→ **JOB ITEM**
According to the perfect square exercise below, in which Python version was math.isqrt() introduced?

Exercise 14: Perfect Square Checker Using math.isqrt()

Problem Statement: Write a Python function that uses math.isqrt() to check whether a given positive integer is a perfect square, then tests it against a range of values and prints which ones qualify.

Purpose: Perfect square detection appears in number theory puzzles, competitive programming, cryptographic primality tests, and grid-layout algorithms (e.g. determining whether n items can be arranged in a square grid). Using math.isqrt() instead of math.sqrt() avoids floating-point rounding errors that can cause int(math.sqrt(n))**2 == n to return incorrect results for large perfect squares.

Given Input: Test integers from 1 to 30, then verify specific large values.

Expected Output: A list of perfect squares in the range 1-30 and a verification result for large numbers like 999999999999999999.

▼ Hint

math.isqrt(n) returns the integer square root of n – the largest integer whose square does not exceed n. It is exact for all non-negative integers with no floating-point rounding.
A number n is a perfect square if math.isqrt(n) ** 2 == n. This check is reliable even for very large integers where math.sqrt() would lose precision.
Show why using int(math.sqrt(n)) can fail for large numbers by testing a value like 999999999999999999 with both approaches.

▼ Solution & Explanation

import math
def is_perfect_square(n):
    """Return True if n is a perfect square using integer square root."""
    if n < 0:
        return False
    root = math.isqrt(n)
    return root * root == n
# Test range 1 to 30
print("Perfect squares from 1 to 30:")
perfect_squares = [n for n in range(1, 31) if is_perfect_square(n)]
print(f"  {perfect_squares}")
# Show isqrt() on a few values
print("\nmath.isqrt() samples:")
for n in [9, 10, 15, 16, 24, 25]:
    root = math.isqrt(n)
    print(f"  isqrt({n:2d}) = {root}  | perfect square: {is_perfect_square(n)}")
# Demonstrate float precision failure for large numbers
large_perfect   = 999999999999998001    # = 999999999 ^ 2
large_non_perf  = 999999999999998002
print(f"\nLarge number test: {large_perfect}")
print(f"  is_perfect_square (isqrt) : {is_perfect_square(large_perfect)}")
print(f"  float-based check         : {int(math.sqrt(large_perfect))**2 == large_perfect}")
print(f"\nLarge non-perfect : {large_non_perf}")
print(f"  is_perfect_square (isqrt) : {is_perfect_square(large_non_perf)}")Code language: Python (python)

Explanation:

math.isqrt(n): Returns the exact integer square root of n – the largest integer r such that r² does not exceed n. It was introduced in Python 3.8 and operates entirely in integer arithmetic, so it is precise for arbitrarily large integers without any floating-point rounding. For example, math.isqrt(26) returns 5 because 5² = 25 ≤ 26 but 6² = 36 > 26.
root * root == n: The perfect square check squares the integer root and compares it to the original value. If they match, n is a perfect square. This integer-only comparison is always exact, unlike int(math.sqrt(n))**2 == n which can fail for large n because math.sqrt() uses 64-bit float arithmetic and loses precision beyond roughly 15-17 significant digits.

→ **MATERIAL PROVIDED**
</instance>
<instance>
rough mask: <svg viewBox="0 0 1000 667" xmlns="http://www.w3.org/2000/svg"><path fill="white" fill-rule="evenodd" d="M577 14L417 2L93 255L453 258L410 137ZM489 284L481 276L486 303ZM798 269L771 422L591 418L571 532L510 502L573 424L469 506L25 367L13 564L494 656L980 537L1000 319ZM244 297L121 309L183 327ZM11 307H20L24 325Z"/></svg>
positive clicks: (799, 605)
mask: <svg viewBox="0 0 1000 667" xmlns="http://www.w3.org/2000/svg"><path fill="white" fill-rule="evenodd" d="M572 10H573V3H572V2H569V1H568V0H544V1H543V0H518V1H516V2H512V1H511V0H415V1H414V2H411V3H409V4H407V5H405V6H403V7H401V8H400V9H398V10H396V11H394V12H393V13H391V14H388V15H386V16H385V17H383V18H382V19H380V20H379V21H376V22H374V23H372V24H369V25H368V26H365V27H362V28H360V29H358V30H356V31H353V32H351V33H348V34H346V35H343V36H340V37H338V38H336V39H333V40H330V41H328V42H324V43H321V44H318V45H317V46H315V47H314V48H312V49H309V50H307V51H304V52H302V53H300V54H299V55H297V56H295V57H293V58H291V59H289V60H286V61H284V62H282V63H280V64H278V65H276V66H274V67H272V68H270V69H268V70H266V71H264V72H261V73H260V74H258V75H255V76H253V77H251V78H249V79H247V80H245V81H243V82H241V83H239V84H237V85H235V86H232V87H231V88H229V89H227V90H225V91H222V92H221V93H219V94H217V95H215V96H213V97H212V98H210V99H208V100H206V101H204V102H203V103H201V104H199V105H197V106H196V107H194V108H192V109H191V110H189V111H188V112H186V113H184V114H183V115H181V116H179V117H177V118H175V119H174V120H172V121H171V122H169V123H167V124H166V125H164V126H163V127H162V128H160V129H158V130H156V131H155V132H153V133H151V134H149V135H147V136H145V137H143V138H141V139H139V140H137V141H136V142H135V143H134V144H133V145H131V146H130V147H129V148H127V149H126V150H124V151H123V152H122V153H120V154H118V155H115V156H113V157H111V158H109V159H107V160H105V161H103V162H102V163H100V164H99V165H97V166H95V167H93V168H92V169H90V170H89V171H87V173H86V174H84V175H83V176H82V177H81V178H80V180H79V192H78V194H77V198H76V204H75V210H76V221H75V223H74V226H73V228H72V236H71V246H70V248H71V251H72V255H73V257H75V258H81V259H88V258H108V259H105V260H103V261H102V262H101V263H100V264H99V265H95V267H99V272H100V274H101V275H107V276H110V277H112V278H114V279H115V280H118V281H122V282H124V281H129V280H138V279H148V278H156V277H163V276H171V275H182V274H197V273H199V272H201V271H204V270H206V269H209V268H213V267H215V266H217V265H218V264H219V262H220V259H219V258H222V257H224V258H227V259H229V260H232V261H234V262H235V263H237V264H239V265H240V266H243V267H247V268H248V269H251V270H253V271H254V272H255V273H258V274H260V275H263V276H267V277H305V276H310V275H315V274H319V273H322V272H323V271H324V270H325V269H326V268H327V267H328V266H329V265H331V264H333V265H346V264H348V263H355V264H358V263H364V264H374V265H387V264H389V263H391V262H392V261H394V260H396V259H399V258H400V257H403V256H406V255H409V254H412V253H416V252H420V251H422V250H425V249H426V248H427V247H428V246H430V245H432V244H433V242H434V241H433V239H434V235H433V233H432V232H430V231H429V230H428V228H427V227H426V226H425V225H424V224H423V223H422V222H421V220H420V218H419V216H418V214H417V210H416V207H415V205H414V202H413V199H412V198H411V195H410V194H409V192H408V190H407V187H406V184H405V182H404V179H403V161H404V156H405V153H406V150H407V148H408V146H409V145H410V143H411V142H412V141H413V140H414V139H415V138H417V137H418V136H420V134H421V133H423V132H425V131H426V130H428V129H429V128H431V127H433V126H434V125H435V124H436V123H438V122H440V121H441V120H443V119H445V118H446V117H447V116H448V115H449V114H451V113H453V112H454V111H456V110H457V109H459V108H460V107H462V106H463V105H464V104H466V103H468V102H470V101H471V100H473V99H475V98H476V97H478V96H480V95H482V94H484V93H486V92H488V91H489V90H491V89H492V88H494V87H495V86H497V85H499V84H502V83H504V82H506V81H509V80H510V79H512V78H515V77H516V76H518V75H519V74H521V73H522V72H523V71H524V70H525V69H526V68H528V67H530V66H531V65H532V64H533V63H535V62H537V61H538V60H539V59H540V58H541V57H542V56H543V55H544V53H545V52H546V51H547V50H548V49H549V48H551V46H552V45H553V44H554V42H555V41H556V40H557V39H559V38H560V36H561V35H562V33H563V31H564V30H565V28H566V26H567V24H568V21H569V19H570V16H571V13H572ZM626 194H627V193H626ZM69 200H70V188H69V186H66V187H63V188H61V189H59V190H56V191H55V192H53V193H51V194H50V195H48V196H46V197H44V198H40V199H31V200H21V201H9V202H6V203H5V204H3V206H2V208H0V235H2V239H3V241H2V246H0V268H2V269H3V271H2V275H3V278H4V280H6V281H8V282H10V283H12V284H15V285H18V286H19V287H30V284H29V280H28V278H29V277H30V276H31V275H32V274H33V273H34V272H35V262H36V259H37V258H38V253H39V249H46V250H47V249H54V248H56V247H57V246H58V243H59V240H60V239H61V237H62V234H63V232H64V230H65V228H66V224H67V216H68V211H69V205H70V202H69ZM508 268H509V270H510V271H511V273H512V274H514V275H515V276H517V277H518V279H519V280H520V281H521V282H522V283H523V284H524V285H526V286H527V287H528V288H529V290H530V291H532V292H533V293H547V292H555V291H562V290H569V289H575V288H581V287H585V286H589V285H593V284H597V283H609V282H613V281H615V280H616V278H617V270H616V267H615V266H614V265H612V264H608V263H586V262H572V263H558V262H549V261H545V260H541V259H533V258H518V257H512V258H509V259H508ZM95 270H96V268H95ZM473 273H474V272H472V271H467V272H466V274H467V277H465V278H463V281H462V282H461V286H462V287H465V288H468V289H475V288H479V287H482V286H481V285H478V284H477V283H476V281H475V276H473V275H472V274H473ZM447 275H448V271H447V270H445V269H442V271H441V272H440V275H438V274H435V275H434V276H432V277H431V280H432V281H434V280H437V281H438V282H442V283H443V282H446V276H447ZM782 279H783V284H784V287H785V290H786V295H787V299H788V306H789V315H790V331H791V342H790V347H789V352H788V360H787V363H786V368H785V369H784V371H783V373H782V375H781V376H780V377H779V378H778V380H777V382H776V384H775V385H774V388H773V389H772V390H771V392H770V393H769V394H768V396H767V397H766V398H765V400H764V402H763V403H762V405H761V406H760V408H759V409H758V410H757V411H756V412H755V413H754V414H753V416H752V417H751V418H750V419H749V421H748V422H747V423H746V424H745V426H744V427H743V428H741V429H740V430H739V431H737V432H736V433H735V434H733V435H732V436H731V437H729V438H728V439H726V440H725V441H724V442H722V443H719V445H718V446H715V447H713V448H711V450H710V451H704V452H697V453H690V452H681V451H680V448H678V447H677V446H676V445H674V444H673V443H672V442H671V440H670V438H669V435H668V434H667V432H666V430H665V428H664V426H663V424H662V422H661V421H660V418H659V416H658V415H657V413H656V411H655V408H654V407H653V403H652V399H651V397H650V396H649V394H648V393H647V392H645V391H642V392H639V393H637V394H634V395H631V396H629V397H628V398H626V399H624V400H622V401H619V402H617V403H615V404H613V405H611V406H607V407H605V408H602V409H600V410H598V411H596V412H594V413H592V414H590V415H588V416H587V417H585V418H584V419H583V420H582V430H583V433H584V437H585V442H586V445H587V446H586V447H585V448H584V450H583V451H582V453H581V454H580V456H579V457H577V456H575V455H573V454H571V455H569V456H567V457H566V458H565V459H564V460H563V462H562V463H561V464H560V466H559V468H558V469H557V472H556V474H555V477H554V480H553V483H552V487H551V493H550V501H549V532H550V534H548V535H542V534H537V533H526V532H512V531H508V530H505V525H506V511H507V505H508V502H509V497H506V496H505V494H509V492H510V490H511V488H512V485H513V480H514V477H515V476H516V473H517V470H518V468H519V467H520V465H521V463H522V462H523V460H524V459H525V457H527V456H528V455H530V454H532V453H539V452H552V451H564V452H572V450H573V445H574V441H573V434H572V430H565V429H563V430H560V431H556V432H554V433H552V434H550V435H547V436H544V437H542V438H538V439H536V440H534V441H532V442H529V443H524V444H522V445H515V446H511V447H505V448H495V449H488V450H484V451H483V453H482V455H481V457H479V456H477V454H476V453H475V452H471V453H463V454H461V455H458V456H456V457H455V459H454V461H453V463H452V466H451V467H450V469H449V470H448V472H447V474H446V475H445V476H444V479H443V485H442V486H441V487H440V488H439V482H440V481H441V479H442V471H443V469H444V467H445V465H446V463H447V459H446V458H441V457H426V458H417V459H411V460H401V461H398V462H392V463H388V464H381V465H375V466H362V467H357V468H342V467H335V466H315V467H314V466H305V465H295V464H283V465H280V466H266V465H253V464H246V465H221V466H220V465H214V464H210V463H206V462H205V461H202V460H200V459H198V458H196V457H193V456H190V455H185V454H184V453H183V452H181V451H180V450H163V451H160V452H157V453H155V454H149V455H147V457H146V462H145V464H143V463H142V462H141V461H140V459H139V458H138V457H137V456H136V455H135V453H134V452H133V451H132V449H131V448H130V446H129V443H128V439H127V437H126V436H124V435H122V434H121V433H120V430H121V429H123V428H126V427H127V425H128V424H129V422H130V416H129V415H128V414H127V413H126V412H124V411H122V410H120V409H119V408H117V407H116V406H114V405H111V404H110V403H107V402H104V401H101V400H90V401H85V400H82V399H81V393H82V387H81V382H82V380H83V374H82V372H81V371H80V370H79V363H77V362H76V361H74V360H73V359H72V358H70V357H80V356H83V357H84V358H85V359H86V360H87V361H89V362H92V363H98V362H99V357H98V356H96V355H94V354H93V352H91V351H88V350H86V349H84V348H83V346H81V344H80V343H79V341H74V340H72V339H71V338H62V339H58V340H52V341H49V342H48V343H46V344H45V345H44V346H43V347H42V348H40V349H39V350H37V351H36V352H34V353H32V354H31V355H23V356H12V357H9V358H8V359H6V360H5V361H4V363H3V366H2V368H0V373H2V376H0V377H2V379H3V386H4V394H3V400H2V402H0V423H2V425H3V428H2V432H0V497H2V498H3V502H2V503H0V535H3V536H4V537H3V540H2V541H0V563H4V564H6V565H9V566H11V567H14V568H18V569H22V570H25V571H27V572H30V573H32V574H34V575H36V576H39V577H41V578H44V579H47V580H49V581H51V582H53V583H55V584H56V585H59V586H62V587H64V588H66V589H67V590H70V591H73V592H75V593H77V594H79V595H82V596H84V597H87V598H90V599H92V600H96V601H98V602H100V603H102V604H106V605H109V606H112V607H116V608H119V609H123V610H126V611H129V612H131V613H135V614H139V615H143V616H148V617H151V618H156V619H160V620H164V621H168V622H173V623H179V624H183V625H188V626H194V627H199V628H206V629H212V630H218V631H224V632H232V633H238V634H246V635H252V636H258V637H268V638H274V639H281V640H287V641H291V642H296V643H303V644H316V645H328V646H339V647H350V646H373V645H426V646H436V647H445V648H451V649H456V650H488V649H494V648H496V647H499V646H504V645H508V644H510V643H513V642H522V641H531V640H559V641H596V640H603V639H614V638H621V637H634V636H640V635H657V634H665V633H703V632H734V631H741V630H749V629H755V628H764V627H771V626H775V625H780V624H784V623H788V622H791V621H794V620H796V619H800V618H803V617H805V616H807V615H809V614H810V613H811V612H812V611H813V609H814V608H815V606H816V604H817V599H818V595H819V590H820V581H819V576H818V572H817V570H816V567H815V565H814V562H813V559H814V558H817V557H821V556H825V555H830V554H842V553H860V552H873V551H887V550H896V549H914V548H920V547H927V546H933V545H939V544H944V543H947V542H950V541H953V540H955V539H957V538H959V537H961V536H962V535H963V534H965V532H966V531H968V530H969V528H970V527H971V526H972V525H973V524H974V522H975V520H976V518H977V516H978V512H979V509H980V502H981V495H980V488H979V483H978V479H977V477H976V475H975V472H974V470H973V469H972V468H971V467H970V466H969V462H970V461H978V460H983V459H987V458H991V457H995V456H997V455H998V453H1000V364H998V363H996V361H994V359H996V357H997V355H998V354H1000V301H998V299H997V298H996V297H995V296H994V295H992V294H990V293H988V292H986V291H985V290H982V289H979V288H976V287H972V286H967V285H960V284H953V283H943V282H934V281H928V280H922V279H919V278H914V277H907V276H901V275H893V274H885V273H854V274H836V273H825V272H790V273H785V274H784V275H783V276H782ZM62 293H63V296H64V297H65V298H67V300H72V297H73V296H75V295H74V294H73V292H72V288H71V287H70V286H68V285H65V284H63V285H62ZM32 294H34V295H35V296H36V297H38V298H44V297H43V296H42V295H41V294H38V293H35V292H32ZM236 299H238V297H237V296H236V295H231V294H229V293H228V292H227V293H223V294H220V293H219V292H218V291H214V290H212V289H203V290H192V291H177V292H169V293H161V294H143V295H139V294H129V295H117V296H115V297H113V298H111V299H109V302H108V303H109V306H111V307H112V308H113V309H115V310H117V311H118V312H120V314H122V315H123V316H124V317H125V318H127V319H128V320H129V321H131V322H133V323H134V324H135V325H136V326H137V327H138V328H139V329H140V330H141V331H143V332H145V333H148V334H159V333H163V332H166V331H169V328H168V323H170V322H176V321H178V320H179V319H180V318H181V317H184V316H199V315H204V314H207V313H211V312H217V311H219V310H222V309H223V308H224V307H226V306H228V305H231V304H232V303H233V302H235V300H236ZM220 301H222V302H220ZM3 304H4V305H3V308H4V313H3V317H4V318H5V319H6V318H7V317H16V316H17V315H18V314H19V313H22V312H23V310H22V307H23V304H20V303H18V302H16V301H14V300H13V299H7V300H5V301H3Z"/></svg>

→ **SOLUTION TO THIS TASK**
Python 3.8